=== Assignment ===
Line filter on the word "below": copy each matching line from the entries.

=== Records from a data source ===
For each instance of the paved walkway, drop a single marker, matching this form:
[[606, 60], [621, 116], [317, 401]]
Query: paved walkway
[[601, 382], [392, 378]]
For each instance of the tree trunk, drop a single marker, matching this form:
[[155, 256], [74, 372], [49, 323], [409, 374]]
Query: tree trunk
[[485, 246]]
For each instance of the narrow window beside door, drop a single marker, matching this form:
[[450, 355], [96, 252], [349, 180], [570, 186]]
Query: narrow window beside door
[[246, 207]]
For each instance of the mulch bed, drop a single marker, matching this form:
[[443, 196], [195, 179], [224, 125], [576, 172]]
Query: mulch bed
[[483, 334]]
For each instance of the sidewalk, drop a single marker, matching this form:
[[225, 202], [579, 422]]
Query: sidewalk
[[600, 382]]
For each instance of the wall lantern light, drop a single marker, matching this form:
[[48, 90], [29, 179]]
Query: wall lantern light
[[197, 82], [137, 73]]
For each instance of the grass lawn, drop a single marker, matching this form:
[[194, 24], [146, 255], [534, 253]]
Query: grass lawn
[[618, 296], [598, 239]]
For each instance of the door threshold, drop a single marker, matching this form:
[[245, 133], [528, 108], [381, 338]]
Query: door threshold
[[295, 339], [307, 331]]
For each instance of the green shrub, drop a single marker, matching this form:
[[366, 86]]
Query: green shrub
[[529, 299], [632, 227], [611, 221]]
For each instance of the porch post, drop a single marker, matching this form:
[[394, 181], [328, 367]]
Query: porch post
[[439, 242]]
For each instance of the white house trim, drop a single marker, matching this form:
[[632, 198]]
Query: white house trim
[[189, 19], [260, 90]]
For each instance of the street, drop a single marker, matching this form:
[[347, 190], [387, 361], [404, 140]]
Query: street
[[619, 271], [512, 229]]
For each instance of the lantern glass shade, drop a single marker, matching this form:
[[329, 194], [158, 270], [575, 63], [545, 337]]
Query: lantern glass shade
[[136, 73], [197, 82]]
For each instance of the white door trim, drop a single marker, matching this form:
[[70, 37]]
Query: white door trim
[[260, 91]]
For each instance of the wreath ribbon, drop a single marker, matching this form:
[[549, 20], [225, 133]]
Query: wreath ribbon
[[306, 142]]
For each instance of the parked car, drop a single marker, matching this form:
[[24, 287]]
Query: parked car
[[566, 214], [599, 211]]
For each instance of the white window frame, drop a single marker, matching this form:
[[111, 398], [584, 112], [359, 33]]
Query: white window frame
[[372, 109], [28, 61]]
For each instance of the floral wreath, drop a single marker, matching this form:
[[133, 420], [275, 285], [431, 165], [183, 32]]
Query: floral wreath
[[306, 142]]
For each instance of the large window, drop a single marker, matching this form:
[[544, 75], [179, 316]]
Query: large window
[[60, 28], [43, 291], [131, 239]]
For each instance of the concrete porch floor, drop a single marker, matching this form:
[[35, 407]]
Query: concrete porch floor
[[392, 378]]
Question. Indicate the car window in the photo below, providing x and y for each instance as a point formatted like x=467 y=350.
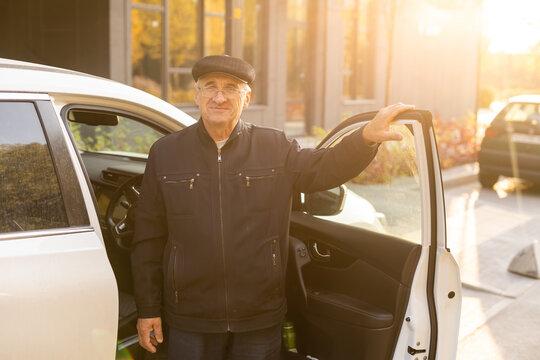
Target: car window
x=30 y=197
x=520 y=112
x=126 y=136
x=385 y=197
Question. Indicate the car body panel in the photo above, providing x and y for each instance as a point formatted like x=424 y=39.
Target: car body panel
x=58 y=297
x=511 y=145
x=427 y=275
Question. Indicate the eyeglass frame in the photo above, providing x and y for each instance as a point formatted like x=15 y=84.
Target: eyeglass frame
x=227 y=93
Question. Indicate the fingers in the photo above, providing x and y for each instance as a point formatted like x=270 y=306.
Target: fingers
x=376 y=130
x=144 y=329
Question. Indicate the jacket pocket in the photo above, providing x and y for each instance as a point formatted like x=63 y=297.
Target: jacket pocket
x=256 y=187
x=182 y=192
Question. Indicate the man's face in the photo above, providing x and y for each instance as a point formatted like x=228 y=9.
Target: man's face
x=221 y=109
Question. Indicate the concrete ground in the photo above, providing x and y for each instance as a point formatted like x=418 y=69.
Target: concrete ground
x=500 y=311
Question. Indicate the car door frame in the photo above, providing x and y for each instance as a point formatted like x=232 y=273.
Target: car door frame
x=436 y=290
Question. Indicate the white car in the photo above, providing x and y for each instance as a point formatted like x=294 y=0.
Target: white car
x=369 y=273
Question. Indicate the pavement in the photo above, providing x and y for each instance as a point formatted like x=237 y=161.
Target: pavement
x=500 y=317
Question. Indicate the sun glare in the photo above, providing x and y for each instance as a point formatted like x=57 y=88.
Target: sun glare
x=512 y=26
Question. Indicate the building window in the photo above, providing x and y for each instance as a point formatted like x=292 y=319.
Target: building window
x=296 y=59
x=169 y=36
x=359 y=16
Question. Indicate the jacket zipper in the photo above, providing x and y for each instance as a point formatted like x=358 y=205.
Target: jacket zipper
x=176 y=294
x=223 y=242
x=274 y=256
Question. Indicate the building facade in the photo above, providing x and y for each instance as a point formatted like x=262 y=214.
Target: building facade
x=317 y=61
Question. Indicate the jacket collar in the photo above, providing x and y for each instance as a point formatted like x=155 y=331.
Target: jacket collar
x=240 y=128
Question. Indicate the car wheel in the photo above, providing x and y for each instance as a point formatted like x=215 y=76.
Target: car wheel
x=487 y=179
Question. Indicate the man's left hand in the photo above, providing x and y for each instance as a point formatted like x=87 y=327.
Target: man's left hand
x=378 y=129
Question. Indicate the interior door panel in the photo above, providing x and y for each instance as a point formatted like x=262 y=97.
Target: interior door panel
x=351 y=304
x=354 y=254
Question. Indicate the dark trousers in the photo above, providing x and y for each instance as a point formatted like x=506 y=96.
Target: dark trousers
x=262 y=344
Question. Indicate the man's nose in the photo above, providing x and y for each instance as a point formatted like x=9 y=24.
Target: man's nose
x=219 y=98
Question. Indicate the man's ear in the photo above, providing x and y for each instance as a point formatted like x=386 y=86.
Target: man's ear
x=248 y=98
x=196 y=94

* * *

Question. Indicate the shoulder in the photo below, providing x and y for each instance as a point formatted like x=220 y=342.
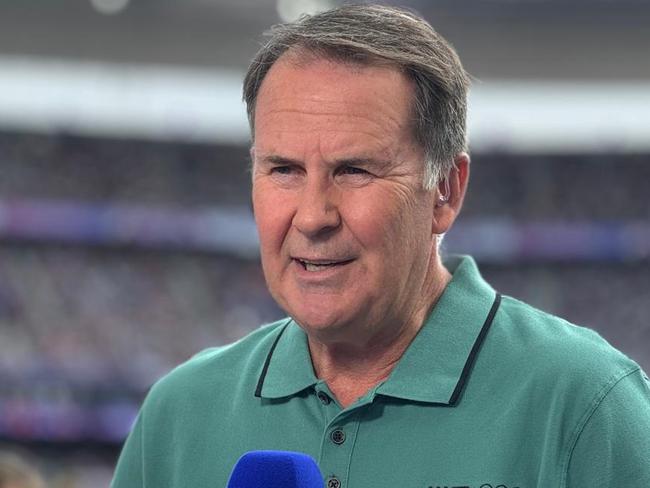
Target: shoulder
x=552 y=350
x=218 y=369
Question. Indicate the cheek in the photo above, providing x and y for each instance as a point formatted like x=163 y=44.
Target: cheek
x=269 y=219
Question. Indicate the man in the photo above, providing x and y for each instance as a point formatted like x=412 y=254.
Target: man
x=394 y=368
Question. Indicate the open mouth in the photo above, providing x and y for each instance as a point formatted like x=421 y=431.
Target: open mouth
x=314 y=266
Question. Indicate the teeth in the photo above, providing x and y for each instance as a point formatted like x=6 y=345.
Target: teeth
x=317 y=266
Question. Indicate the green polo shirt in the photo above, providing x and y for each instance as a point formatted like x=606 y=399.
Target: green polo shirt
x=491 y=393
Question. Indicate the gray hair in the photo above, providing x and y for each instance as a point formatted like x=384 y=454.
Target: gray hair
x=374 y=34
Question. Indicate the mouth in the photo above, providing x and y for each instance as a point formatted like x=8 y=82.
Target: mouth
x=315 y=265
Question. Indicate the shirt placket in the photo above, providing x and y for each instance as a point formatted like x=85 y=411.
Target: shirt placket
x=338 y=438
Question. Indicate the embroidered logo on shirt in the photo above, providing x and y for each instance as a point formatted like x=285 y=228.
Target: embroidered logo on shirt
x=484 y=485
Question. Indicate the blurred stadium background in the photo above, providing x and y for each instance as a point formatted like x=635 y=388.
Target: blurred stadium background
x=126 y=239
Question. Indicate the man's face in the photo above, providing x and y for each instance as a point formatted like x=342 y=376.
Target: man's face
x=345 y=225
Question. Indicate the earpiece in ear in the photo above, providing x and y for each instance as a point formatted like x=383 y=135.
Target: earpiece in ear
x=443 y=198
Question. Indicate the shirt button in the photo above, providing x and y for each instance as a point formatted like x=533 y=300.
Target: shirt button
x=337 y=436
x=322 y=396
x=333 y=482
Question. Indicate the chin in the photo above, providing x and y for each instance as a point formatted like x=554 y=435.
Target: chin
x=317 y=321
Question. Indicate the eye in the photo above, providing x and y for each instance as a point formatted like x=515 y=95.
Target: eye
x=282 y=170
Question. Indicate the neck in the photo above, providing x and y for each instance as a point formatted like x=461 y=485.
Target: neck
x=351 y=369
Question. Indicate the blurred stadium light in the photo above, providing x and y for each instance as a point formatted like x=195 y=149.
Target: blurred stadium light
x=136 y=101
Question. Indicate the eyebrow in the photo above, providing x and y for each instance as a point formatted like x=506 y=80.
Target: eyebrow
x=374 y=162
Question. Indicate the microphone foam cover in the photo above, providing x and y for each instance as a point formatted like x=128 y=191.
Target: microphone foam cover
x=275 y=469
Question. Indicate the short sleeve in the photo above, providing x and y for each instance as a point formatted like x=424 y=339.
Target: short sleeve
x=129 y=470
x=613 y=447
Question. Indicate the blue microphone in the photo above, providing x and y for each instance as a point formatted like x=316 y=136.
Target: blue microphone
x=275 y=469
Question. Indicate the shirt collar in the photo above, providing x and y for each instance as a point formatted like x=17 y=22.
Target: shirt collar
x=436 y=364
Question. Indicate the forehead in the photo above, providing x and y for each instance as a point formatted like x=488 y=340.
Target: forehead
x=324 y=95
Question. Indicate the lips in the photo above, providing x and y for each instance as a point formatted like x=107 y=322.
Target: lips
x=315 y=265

---

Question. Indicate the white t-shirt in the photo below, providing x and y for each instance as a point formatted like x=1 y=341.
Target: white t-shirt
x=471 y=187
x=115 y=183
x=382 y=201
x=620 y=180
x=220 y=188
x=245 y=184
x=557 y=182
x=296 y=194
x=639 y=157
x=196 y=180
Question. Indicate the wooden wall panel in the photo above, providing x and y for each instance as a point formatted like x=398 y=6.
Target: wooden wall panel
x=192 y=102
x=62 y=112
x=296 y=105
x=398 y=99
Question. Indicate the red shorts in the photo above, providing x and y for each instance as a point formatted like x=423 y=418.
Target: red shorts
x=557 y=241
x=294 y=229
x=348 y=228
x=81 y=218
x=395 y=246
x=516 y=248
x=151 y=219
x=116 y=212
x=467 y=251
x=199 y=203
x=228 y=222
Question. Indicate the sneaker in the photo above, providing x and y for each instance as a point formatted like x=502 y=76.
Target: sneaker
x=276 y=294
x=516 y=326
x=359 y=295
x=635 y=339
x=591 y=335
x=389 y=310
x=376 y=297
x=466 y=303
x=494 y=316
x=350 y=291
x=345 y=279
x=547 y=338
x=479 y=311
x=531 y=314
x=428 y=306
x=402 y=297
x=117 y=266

=== Exercise result ===
Question. Indicate the car window in the photo below, providing x and y for each instance as a point formatted like x=467 y=350.
Question. Indicate the shoulder in the photo below, providing x and y for each instance as a point formatted like x=220 y=342.
Question. Indicate the white t-shirt in the photo below, providing x and y for each instance as a point formatted like x=1 y=341.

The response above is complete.